Brief: Locate every line in the records that contains the word "subject" and copy each of those lines.

[Segmentation dataset records]
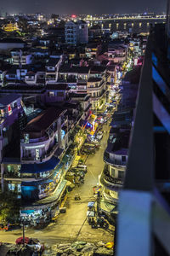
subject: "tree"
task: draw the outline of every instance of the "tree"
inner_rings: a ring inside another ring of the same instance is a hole
[[[29,31],[29,24],[26,19],[23,17],[19,17],[18,26],[22,30],[22,32]]]
[[[0,222],[14,223],[20,217],[20,200],[14,192],[0,193]]]
[[[58,20],[60,18],[59,15],[52,14],[51,19],[54,19],[54,20]]]

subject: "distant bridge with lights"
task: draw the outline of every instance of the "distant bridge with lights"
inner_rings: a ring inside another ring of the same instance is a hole
[[[132,17],[112,17],[112,18],[90,18],[84,19],[86,21],[105,21],[105,20],[162,20],[166,21],[166,16],[158,17],[144,17],[144,16],[132,16]]]

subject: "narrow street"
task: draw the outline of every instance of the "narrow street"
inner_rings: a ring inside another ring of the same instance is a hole
[[[80,187],[76,187],[68,195],[65,202],[66,212],[61,213],[56,223],[50,224],[43,230],[26,229],[26,236],[37,237],[41,241],[51,245],[56,241],[71,241],[76,240],[86,241],[111,241],[114,230],[92,229],[87,222],[88,203],[95,201],[93,187],[97,185],[99,175],[104,168],[103,154],[107,145],[109,125],[103,126],[104,136],[101,146],[95,154],[89,155],[86,160],[88,172],[85,182]],[[75,201],[75,194],[81,195],[81,201]],[[0,231],[0,241],[14,242],[21,236],[21,230],[14,231]]]

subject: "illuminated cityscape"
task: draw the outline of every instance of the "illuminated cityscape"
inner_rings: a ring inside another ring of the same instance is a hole
[[[170,2],[40,2],[0,9],[0,256],[169,255]]]

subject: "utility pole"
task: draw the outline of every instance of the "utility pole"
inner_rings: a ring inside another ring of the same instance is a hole
[[[23,245],[25,247],[25,226],[24,226],[24,221],[22,223],[22,237],[23,237]]]
[[[97,197],[97,217],[100,218],[100,192],[98,191]]]

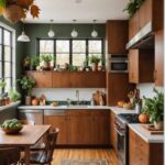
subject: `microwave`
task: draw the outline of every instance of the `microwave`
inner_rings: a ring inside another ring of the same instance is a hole
[[[110,55],[108,62],[110,73],[129,73],[128,55]]]

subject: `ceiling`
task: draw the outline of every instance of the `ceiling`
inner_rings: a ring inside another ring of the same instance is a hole
[[[106,20],[128,19],[123,8],[129,0],[35,0],[41,9],[40,18],[33,19],[30,14],[26,23],[105,23]]]

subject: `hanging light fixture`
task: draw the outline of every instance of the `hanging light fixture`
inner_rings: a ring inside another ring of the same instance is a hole
[[[18,36],[18,42],[30,42],[31,41],[30,37],[24,32],[24,22],[22,23],[23,23],[23,30],[21,35]]]
[[[54,37],[55,32],[52,30],[53,20],[51,20],[51,22],[52,22],[52,23],[51,23],[51,25],[50,25],[50,31],[48,31],[47,34],[48,34],[50,37]]]
[[[78,36],[78,32],[75,30],[76,20],[73,20],[73,22],[74,22],[74,29],[73,29],[70,35],[72,35],[73,37],[77,37],[77,36]]]
[[[91,36],[92,37],[97,37],[98,36],[98,32],[95,30],[95,24],[96,24],[97,20],[94,20],[94,24],[92,24],[92,32],[91,32]]]

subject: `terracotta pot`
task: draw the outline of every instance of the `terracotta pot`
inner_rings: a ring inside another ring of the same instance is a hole
[[[98,64],[94,63],[92,64],[92,72],[97,72],[98,70]]]
[[[25,106],[31,106],[32,102],[32,97],[31,96],[26,96],[25,97]]]
[[[163,124],[164,124],[163,121],[154,122],[154,127],[155,127],[156,130],[163,130]]]

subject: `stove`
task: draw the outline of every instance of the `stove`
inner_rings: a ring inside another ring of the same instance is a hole
[[[128,123],[139,123],[139,114],[121,113],[116,118],[117,150],[120,165],[129,165],[129,128]]]

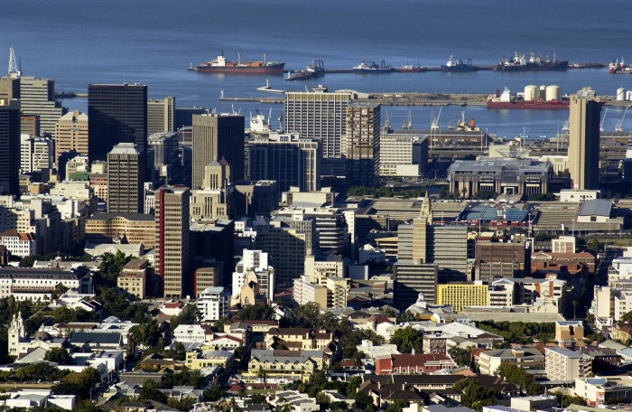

Final result:
subject: "tree"
subject: "distant bridge with lights"
subject: "narrow street"
subject: "illuminated cityscape"
subject: "utility pole"
subject: `microwave`
subject: `ceiling`
subject: `hanging light fixture`
subject: `terracotta pot`
subject: `stove`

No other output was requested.